[Dataset items]
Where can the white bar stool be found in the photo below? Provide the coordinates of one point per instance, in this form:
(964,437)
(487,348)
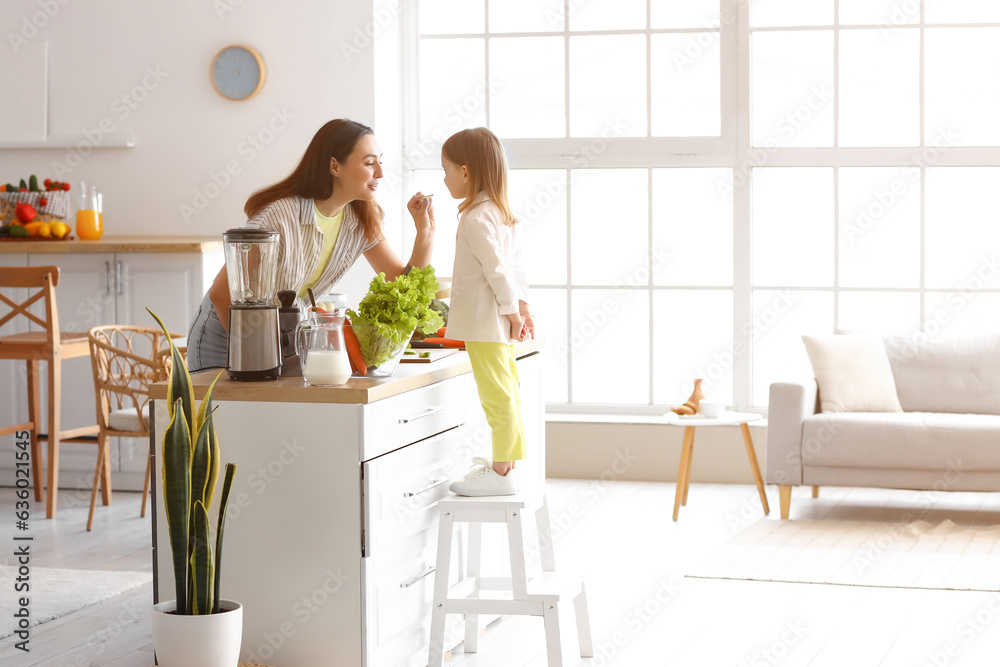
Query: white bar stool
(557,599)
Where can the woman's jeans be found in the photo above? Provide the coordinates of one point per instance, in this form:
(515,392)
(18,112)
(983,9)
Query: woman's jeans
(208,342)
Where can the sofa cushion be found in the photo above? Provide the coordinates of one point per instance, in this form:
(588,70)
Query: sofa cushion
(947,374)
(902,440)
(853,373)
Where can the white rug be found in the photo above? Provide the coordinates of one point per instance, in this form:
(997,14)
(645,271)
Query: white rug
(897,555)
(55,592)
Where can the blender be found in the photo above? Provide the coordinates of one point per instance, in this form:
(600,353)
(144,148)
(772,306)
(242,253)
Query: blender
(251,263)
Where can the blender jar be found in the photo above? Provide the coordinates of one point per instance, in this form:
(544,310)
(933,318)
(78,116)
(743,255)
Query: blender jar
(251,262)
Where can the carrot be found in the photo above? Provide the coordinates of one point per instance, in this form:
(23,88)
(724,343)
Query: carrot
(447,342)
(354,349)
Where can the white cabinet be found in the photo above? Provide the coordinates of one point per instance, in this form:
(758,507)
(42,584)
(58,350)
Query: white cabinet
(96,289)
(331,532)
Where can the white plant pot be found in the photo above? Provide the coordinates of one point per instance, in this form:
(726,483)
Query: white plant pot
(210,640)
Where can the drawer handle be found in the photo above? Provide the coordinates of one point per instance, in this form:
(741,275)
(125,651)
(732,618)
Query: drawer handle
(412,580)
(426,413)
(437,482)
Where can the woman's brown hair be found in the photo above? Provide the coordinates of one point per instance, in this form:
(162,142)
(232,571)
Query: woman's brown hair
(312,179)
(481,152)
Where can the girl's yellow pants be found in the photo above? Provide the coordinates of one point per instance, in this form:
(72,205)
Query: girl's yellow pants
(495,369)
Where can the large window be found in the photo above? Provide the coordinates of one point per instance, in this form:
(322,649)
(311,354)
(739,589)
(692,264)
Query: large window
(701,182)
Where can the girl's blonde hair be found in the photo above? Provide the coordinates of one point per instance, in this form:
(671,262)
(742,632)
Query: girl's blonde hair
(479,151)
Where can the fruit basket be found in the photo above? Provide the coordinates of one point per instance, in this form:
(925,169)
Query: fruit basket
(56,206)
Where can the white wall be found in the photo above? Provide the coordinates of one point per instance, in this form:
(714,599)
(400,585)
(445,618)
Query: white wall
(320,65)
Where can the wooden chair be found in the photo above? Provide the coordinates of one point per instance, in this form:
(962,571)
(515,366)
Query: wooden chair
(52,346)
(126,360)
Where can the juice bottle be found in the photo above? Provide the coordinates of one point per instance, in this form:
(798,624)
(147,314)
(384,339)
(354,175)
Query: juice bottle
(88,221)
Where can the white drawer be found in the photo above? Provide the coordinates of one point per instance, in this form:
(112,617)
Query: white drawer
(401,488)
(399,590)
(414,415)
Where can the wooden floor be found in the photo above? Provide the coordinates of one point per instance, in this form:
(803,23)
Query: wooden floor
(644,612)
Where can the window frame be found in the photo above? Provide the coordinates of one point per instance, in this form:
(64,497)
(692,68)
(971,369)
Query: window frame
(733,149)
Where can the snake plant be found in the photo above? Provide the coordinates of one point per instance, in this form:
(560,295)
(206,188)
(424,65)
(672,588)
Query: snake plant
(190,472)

What is required
Copy every one of the lines above word for word, but leave the pictures out.

Exercise solution
Where can the white bar stool be found in the photo below? Provide the coordinates of one point per instance, in this form:
(964,437)
(487,348)
Query: white bar stool
(557,599)
Where can the woman's jeans be found in the photo above? Provide the coordinates of one point per instance, in this form:
(515,392)
(18,112)
(983,9)
Query: woman's jeans
(208,342)
Where can the sofa cushion be found in the photo above? Provide the coordinates of one point per instance, in this form:
(588,70)
Query: sofa cushion
(947,374)
(902,440)
(853,373)
Where can the white rug be found in the photo above? Provide the coordinates of one point per instance, in this form:
(997,14)
(645,271)
Query: white rug
(897,555)
(55,592)
Where can the blender be found in the photo above? Provide the coordinates of one point per instance, in this form:
(600,353)
(144,148)
(772,306)
(242,253)
Query: blender
(251,263)
Where can the blender jar be found in the photo above? Provide the coordinates of one point per instance, in this form:
(544,310)
(933,318)
(78,116)
(743,255)
Query: blender jar
(251,262)
Where can the carrot be found in the photo above? Provide the coordinates of one point per instance, in this form:
(23,88)
(724,343)
Query: carrot
(447,342)
(354,349)
Where can the white cabinet be found in the photo above? Provide the coordinates of one point per instance, in this form:
(758,507)
(42,584)
(58,350)
Query: white cabinet
(96,289)
(331,532)
Where can the white plant pot be found in the photo above? Provide the coordinates of one point per instance, in this form:
(726,483)
Query: white plant pot
(210,640)
Where can the drawer handle be found in the photo above? Provide the coordinates of one point per instance, in this form:
(741,275)
(125,651)
(732,618)
Query: drawer handle
(412,580)
(426,413)
(437,482)
Where can the woman's brown hair be found in the photo above? Provide the coordinates of one point per instance, in this form:
(162,142)
(232,571)
Query: woman's brown hair
(312,179)
(481,152)
Where can the girl's yellow pants be found in the photo above? Provide the coordinates of one point per instance, in this form:
(72,205)
Query: girl's yellow pants
(495,369)
Where can the large window be found in the photo above? Provide the coordinates of one point per instance, in this form:
(322,649)
(311,354)
(739,589)
(692,264)
Query: large window
(701,182)
Where can the girl's blonde hair be found in the photo above? Provide the coordinates of one point per instance, in this form:
(671,262)
(742,632)
Query: girl's blonde hair
(479,151)
Where can the fruit basket be found in the photo above? Provide the coordinates of one point per instance, in this form:
(925,169)
Query: fruit basket
(56,206)
Where can the white wall be found in the photo above? Provide the coordinates of one point per instance, in this form:
(714,599)
(400,585)
(445,618)
Query: white wall
(320,65)
Where can the wooden chair be found in the photo above? Provide the coordinates of one point per instance, in this form:
(962,571)
(515,366)
Query: wooden chair
(52,346)
(126,360)
Where can the juice bottle be found in the photo above? Provide the coordinates of one point per instance, in this form:
(798,624)
(147,314)
(384,339)
(354,175)
Query: juice bottle
(88,221)
Where can the white drawer be found in the photo above? Provide the coordinates of one point per instance, in this form:
(112,617)
Query: white drawer
(401,488)
(399,590)
(414,415)
Where can the wooden floor be found in the photo above? Provide the coordinates of one point per instance, in this form:
(803,23)
Query: wooden floor
(644,612)
Where can the window frame be found in the photo above? Provide the coordinates of one point per instance, in this form:
(64,497)
(692,68)
(971,369)
Query: window frame
(733,149)
Where can the snake plant be found in the photo above? Provide the coordinates of one point per instance, in this form:
(560,295)
(206,188)
(424,65)
(672,588)
Query: snake plant
(190,472)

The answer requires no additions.